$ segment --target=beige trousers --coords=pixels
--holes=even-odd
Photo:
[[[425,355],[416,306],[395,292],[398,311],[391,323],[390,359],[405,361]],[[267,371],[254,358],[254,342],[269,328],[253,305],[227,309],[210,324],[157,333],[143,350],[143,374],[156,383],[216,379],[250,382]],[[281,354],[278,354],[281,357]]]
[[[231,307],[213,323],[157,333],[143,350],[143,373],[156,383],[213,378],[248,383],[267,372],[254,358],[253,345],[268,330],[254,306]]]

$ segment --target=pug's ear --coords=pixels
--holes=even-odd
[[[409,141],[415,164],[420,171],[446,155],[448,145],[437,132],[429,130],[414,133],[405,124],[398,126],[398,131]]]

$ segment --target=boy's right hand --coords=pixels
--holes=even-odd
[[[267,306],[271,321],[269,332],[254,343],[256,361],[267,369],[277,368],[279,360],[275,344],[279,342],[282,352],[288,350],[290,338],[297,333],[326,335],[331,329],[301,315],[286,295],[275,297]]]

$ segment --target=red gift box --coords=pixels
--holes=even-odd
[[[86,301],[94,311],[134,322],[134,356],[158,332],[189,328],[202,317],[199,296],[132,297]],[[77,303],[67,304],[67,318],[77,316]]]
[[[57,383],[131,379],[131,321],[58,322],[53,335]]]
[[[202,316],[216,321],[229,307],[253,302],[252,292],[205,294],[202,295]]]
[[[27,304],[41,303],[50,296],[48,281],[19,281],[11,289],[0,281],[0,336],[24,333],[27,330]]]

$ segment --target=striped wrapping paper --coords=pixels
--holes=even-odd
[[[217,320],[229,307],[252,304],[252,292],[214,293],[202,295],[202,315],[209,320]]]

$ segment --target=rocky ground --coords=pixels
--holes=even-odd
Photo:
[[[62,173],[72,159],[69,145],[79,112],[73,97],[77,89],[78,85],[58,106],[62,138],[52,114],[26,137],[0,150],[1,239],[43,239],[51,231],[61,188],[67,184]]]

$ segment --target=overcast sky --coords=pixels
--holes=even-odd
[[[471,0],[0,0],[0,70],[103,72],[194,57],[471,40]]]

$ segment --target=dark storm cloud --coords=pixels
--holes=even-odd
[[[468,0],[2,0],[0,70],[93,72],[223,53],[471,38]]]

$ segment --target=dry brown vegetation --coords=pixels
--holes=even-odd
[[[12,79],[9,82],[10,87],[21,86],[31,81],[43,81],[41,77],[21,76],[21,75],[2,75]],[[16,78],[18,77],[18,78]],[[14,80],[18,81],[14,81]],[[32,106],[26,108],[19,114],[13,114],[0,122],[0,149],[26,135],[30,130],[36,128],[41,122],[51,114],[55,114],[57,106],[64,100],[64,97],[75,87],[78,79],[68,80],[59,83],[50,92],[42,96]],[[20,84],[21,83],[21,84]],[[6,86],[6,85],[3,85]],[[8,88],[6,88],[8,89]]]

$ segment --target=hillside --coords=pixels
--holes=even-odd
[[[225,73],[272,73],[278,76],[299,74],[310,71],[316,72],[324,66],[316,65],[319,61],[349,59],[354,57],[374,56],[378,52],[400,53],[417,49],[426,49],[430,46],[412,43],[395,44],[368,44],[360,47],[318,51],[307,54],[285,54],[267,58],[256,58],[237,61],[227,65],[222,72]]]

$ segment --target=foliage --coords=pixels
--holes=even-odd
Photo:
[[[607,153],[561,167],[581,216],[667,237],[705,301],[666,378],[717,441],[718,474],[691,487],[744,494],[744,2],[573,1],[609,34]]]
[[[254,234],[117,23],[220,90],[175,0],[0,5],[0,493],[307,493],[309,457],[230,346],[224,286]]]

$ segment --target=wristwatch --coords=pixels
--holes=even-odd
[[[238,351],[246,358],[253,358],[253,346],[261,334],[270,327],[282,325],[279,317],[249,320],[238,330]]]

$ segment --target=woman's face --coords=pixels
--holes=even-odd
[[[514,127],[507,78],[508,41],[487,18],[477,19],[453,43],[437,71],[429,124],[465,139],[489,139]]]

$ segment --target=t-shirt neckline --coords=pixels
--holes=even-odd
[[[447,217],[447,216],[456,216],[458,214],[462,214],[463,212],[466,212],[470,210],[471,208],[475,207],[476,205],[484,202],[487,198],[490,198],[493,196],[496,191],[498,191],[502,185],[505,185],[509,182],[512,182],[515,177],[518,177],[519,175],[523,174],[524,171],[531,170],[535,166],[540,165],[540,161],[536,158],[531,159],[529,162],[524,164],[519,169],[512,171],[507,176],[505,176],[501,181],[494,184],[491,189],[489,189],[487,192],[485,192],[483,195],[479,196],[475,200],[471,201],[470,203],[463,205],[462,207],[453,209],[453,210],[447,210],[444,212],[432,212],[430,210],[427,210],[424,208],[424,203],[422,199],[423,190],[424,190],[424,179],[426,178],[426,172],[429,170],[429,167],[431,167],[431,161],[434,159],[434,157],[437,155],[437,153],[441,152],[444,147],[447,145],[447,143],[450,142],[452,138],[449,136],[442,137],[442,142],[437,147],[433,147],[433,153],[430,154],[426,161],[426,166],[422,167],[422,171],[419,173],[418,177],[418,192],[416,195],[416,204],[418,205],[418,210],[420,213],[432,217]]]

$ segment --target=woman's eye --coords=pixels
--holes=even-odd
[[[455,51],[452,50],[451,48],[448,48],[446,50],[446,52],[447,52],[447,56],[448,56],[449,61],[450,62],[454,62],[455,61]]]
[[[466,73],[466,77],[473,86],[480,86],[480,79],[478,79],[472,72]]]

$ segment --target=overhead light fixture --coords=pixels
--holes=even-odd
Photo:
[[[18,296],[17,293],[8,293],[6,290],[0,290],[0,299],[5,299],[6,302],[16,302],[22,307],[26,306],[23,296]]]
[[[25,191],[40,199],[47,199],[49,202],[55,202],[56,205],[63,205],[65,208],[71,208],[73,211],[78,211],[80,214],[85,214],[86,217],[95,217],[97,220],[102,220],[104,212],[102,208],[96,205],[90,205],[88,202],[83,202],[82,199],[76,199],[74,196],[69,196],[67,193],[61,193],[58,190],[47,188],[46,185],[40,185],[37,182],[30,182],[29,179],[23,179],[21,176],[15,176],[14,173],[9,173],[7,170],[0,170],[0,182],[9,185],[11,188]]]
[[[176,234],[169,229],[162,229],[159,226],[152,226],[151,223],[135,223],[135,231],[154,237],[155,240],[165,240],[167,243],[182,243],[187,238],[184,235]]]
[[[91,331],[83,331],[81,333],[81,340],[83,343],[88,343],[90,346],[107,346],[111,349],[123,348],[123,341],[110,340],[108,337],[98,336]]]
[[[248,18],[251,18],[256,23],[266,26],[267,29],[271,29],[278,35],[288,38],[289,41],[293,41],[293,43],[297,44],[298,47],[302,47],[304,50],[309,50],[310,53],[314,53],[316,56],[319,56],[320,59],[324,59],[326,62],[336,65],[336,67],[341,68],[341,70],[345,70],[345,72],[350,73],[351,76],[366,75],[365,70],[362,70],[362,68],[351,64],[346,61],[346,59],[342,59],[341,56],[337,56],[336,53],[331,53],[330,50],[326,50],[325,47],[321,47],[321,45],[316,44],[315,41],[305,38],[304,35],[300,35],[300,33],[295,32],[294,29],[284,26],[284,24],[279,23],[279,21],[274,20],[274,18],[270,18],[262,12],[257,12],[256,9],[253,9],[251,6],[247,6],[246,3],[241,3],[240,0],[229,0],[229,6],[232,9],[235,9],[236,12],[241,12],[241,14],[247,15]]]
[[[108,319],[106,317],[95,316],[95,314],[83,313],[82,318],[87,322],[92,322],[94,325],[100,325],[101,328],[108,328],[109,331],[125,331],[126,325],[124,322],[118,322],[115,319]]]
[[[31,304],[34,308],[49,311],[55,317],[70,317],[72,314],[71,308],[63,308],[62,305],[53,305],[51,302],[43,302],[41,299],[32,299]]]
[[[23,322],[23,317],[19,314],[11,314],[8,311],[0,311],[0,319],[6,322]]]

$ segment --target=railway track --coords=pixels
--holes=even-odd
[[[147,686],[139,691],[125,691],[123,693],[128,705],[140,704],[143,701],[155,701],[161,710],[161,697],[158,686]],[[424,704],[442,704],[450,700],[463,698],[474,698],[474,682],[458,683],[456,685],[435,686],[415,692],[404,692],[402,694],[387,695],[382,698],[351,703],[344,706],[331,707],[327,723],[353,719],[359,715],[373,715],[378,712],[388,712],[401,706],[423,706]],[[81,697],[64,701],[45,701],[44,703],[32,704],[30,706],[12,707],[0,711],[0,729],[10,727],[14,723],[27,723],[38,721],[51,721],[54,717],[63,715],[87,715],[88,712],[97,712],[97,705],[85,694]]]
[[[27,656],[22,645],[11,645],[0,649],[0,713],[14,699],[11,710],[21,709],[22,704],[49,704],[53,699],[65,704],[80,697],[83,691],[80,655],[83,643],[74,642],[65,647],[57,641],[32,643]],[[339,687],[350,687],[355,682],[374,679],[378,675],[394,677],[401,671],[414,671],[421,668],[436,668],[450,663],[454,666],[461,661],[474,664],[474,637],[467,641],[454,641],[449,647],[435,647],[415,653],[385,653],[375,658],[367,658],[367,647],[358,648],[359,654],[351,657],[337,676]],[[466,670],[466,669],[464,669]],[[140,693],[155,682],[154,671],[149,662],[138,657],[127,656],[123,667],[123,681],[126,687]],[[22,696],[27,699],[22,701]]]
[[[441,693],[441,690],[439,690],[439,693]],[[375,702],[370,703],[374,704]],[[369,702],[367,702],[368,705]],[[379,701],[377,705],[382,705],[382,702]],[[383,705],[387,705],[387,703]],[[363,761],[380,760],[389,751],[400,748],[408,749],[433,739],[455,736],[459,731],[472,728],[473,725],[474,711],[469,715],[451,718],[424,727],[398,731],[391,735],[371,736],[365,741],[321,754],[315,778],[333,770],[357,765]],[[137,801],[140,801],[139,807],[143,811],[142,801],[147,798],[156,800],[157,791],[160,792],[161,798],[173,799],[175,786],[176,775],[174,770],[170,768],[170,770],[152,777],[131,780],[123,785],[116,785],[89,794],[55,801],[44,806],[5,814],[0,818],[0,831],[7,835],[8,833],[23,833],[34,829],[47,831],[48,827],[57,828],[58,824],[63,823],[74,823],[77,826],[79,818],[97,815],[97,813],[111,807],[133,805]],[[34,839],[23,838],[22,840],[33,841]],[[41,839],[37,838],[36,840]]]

Work instruction
A verbatim transcription is needed of the lines above, starting at the line with "--target=t-shirt neckline --coords=pixels" and ending at the line with "--target=woman's eye --coords=pixels", both included, and of nothing else.

Solved exercise
$ segment --target=t-shirt neckline --coords=pixels
--holes=even-odd
[[[447,217],[447,216],[456,216],[458,214],[462,214],[463,212],[466,212],[470,210],[471,208],[475,207],[476,205],[484,202],[487,198],[490,198],[493,196],[496,191],[498,191],[502,185],[505,185],[509,182],[512,182],[515,177],[518,177],[519,175],[523,174],[524,171],[531,170],[535,166],[540,165],[540,161],[536,158],[531,159],[529,162],[524,164],[519,169],[512,171],[507,176],[505,176],[501,181],[494,184],[491,189],[489,189],[487,192],[485,192],[483,195],[479,196],[475,200],[471,201],[470,203],[463,205],[462,207],[453,209],[453,210],[447,210],[444,212],[432,212],[430,210],[427,210],[424,208],[424,203],[422,199],[423,190],[424,190],[424,179],[426,178],[426,172],[429,170],[429,167],[431,167],[431,161],[434,159],[434,157],[437,155],[437,153],[441,152],[444,147],[447,145],[447,143],[450,142],[452,138],[449,136],[442,137],[442,142],[437,147],[433,147],[433,153],[430,154],[426,161],[426,166],[422,167],[422,171],[419,173],[418,177],[418,192],[416,195],[416,204],[418,205],[418,210],[420,213],[432,217]]]

$ segment --target=woman's eye --coords=pixels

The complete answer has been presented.